Task directions ▸ Skip every line before the one containing "the neck, one", then copy that line and the rest of the entries below exactly, through the last line.

Entries from a dataset:

▶

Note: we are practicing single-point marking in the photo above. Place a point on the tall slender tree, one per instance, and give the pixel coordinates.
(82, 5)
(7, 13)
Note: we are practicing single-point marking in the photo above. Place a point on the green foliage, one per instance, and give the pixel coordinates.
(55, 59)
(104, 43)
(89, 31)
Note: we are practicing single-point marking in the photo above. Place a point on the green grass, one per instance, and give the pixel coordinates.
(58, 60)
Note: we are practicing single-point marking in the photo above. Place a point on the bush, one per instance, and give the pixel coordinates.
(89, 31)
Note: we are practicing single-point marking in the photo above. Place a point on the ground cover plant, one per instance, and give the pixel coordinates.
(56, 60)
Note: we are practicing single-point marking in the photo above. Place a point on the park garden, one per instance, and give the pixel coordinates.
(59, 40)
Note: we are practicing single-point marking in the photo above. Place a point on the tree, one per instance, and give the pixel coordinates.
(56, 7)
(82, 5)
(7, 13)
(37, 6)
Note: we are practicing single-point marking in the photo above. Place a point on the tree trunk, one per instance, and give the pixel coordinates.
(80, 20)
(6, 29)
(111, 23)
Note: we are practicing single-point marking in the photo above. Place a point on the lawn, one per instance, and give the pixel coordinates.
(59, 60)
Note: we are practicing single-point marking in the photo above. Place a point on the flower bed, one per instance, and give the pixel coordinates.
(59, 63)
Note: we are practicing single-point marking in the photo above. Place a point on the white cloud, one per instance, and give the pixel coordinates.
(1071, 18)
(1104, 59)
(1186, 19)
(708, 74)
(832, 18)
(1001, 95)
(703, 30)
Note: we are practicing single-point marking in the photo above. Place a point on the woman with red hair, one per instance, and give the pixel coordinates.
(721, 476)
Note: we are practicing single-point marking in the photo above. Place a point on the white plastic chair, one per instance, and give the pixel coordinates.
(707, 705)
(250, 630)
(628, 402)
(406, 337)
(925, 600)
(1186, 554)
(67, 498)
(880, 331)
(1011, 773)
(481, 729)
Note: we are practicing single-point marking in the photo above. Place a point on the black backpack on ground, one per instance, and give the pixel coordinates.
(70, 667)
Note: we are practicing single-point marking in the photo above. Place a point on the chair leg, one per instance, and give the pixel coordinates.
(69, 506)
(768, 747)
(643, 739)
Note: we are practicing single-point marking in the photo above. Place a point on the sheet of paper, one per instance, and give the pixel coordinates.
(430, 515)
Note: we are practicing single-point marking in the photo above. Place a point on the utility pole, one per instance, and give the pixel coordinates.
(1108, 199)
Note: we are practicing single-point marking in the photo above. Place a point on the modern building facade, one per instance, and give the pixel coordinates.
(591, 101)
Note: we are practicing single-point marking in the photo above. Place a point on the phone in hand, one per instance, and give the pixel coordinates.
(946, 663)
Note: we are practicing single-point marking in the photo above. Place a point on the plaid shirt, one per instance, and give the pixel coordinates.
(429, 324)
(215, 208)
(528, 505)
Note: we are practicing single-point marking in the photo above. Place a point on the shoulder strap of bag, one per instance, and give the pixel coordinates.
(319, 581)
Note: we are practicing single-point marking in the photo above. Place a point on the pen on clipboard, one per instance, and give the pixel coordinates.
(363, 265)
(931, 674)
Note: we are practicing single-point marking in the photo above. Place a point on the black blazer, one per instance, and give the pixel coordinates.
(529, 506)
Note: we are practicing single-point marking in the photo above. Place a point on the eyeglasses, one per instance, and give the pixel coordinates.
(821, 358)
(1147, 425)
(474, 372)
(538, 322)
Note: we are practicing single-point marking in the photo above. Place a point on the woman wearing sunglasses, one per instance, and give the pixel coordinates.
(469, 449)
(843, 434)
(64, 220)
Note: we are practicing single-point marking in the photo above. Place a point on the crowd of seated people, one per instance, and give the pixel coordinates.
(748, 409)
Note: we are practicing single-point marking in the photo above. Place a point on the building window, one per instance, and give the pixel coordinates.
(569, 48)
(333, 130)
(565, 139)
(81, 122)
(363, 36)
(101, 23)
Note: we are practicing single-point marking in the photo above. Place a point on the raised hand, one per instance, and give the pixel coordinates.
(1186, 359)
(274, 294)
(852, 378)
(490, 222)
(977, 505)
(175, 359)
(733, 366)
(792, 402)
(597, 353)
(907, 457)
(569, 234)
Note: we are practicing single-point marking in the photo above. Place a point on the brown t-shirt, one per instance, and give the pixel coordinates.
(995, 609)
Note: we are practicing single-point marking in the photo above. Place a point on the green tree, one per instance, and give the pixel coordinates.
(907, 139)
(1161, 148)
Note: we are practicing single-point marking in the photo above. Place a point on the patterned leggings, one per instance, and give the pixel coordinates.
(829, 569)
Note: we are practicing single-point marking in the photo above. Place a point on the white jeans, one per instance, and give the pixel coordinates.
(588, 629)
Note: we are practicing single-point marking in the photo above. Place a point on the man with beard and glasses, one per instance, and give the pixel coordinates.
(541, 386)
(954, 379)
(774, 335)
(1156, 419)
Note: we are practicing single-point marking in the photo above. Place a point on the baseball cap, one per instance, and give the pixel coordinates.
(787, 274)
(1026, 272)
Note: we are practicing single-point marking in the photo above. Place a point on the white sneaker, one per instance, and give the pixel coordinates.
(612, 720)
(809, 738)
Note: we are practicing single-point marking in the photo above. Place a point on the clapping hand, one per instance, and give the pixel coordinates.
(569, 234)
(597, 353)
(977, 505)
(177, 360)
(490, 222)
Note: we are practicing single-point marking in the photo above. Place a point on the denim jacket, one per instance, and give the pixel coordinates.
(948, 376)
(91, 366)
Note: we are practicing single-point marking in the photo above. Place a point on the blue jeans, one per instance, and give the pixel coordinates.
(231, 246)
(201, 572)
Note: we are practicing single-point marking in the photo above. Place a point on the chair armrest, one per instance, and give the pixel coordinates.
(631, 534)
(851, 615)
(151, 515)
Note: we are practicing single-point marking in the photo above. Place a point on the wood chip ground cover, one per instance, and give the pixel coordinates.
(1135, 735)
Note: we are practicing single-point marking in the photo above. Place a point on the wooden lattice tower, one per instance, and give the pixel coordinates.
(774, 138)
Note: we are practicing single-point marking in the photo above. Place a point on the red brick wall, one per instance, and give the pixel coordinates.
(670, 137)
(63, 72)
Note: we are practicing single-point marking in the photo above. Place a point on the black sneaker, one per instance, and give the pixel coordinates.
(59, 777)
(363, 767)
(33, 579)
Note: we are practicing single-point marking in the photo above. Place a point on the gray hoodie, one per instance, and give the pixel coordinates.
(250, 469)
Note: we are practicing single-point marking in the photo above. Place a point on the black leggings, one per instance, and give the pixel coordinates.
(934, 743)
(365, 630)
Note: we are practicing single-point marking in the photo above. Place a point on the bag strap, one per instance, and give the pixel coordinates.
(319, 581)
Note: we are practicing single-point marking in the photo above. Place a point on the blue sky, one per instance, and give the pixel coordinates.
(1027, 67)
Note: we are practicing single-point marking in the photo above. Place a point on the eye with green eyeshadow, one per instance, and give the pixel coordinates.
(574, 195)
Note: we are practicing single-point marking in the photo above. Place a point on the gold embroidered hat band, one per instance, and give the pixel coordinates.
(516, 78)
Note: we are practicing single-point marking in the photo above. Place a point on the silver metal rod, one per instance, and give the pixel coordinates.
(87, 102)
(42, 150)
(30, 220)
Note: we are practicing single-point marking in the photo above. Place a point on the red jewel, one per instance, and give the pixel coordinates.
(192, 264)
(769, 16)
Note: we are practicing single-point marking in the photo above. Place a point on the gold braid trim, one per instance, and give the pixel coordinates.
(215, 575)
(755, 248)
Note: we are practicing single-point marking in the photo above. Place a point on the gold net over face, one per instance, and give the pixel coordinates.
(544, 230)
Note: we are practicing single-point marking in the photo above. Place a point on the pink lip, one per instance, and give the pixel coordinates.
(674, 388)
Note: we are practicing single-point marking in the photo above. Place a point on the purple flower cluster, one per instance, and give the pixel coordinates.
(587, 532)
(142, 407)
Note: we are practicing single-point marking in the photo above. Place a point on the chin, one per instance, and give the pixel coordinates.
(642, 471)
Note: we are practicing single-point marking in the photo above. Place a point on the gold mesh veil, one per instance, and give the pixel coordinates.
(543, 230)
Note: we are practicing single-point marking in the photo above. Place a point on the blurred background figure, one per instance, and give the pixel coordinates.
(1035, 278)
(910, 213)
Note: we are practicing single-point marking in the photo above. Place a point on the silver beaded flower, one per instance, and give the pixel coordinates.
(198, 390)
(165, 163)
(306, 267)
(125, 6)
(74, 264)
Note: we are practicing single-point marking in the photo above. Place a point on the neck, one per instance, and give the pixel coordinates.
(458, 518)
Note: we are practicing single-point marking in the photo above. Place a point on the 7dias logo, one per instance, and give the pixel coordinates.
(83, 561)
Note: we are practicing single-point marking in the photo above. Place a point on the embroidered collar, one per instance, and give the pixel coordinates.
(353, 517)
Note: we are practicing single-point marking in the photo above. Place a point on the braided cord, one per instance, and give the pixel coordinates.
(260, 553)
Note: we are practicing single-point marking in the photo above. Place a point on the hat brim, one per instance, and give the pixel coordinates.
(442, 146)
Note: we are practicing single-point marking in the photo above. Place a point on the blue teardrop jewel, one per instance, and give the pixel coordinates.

◀

Expected answer ▸
Note: we are practicing single-point marking in the photo above. Place a point on the neck, one per instance, and give the pixel coordinates.
(458, 518)
Note: we are practicing single-point marking in the photo above. Place a point on the 7dias logo, one per instance, and give the pixel coordinates.
(83, 561)
Note: we are practicing single-point marking in the photo above. Place a point on the embroidered collar, one per instance, and give the pixel coordinates.
(353, 517)
Note: we are practicing single-point marking in the photo above. Place a point on the braided cord, one per instance, and give the pixel coordinates.
(260, 553)
Note: we are practicing single-point marking in the photo above. Place a point on the hat brim, one per instance, and give the pixel coordinates.
(442, 146)
Note: we are practicing single-point marking in the photo above. Place a point on the blue teardrop jewel, one per instance, and give the pixel coordinates.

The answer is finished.